─── Текст для анализа ───

Оценить:
 Рейтинг: 4.67

Старая записная книжка. Часть 1

<< 1 ... 52 53 54 55 56 57 58 59 60 ... 70 >>
На страницу:
56 из 70
Настройки чтения
Размер шрифта
Высота строк
Поля

Умный, образованный граф Сергей Петрович Румянцев пенял Дмитриеву, что он излишне строг к графу Хвостову: «А воля ваша, Иван Иванович, – продолжал он: – Хвостов уже тем заслуживает уважение, что часто для своих песнопений избирает предметы особенно высокие и важные». В этом случае граф Румянцев сбивается немножко на немца.

* * *

Баратынский как-то не ценил ума и любезности Дмитриева. Он говаривал, что, уходя, после вечера, у него проведенного, ему всегда кажется, что он был у всенощной. Трудно разгадать эту странность. Между тем он высоко ставил дарование поэта. Пушкин, обратно, нередко бывал строг и несправедлив к поэту, но всегда увлекался остроумной и любезной речью его.

* * *

Некто, очень светский, был по службе своей близок к министру далеко не светскому. Вследствие положения своего, обязан он был являться иногда на обеды и вечеринки его. «Что же он там делает?» – спрашивают Ф. И. Тютчева. «Ведет себя очень прилично, – отвечает он. – Как маркиз-помещик в старых французских оперетках, когда случается попасть ему на деревенский праздник, он ко всем благоприветлив, каждому скажет любезное, ласковое слово, а там, при первом удобном случае, сделает пируэт и исчезает».

* * *

Неправильная расстановка букв е и c еще небольшая беда: по крайней мере мы успели уже к ней привыкнуть частыми примерами. Я видел собственноручное писание одного литератора: он благодарит кого-то за лcсные выражения письма его (лестные). Одно правительственное лицо писало всегда своей рукою черновые проекты по делам особенной важности. Этот грамотей, для облегчения себя, совершенно выкинул из русской азбуки неугомонное c и употреблял везде одно е. В конце бумаги выставлял он с дюжинуcи, отдавая бумагу для переписывания, говорил чиновнику: «Распоряжайтесь ими, как знаете».

Но вот что может быть названо пес plus ultra [крайностью] пренебрежения к правописанию. Мне также случилось иметь в руках письмо нежного родителя: в нем извещает он родственника, что Бох даровал ему дочку. Подобное самоуправство подлежит не только уголовному ведению грамматики, но едва ли и не наложению эпитимии духовником.

* * *

В каком-то уезде врач занимался, между прочим, и переводами романов. Земляк его по уезду написал по этому поводу:

Уездный врач, Пахом, в часы свободы
От должности убийственной своей,
С недавних пор пустился в переводы.
Дивлюсь, Пахом, упорности твоей:
Иль мало перевел в уезде ты людей?

* * *

Вот едва ли не лучшее определение просвещения, слышанное мною от крепостного крестьянина, впрочем, уже бурмистра в селе своем и занимавшегося довольно обширной хлебной торговлей.

─── Материал для работы ───

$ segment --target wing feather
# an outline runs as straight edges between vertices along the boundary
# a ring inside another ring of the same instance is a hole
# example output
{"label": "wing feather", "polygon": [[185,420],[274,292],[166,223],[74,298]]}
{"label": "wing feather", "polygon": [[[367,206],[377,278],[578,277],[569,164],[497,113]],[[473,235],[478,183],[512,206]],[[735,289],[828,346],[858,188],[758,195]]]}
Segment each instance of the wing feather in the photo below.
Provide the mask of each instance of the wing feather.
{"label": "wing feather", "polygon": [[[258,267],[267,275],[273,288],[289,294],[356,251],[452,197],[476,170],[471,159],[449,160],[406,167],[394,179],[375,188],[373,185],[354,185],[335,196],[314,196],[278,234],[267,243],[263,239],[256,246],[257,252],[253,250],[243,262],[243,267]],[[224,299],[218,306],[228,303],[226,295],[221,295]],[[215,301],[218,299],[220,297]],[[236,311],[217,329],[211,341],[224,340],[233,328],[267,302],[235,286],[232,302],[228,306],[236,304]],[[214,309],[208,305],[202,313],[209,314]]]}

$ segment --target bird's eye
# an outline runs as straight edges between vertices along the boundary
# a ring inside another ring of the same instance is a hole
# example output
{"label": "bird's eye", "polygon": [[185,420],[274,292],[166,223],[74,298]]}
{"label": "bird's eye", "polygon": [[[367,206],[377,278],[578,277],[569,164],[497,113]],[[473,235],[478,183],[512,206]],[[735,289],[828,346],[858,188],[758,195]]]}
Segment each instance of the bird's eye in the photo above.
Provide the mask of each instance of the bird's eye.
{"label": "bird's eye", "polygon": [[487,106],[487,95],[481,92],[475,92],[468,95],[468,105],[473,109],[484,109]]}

───

(Задания)
A: Продублируйте из отрывка «Старой записной книжки» фрагмент от слов «Баратынский как-то не» до слов «любезной речью его.» включительно.
B: Допишите следующую часть отрывка из «Старой записной книжки», начиная сразу после его последнего предложения.
Листинг к этим заданиям отношения не имеет.

(Ответы по порядку)
A:
Баратынский как-то не ценил ума и любезности Дмитриева. Он говаривал, что, уходя, после вечера, у него проведенного, ему всегда кажется, что он был у всенощной. Трудно разгадать эту странность. Между тем он высоко ставил дарование поэта. Пушкин, обратно, нередко бывал строг и несправедлив к поэту, но всегда увлекался остроумной и любезной речью его.

B:
В один из приездов моих в деревню был я приглашен им вечером на чай. Чай, разумеется, с нижегородской ярмарки, и очень хороший. В продолжение разговора обратился он ко мне со следующими словами: «А позвольте доложить вам: батюшка ваш был к нам очень благоволителен, но вы, кажется, еще благоволительнее; ведь это, я думаю, должно отнести к успехам просвещения».

Я прогостил недели две в его доме. На прощание спросил я, какой гостинец прислать ему из Москвы за постой. «Если милость ваша будет, – отвечал он, – пришлите мне «Историю России», написанную г-ном Карамзиным».

Это все происходило в начале двадцатых годов. Вот, стало быть, не все же было черство и дикообразно в сношениях помещика и крепостного. Были проблески и светлые, и отрадные. Зачем о них умалчивать?

* * *

Есть на языке нашем оборот речи совершенно нигилистический, хотя находившийся в употреблении еще до изобретения нигилизма и употребляемый доныне вовсе не нигилизмом.

«Какова погода сегодня?» – «Ничего».

«Как нравится вам эта книга?» – «Ничего».

«Красива ли женщина, о которой вы говорите?» – «Ничего».

«Довольны ли вы своим губернатором?» – «Ничего».

И так далее. В этом обороте есть какая-то русская, лукавая сдержанность, боязнь проговориться, какое-то совершенно русское себе на уме.

* * *

N.N. говорит о немцах: в числе их хороших качеств и свойств, которые могут почти вмениться в добродетель, есть и то, что они не знают или, по крайней мере не сознают скуки. Этот общий недуг, эта костоеда новейших поколений не заразила их.

В других местах скука доводит людей часто до совершения дурачества, а иногда и преступления: немца (говорим здесь вообще о среднем состоянии, о бюргершафте) если, паче чаяния, и дотронется скука, то он выпьет разве одну или две лишние кружки пива молча, с толком и с расстановкой; но вообще скука для немца (если уж быть скуке) не в тягость, не в томление; нет, она для него род священнодействия. Он скучает, как другие священнодействуют – с самозабвением, с благоговейной важностью. Так покорные и преданные племянники слушают, в Москве, у старой тетки, мефимоны и длинную всенощную. На то и пост, и племянники стоят у тетки, не давая замечать в себе ни усталости, ни нетерпения, ни ропота. В этом отношении у немцев вечный пост.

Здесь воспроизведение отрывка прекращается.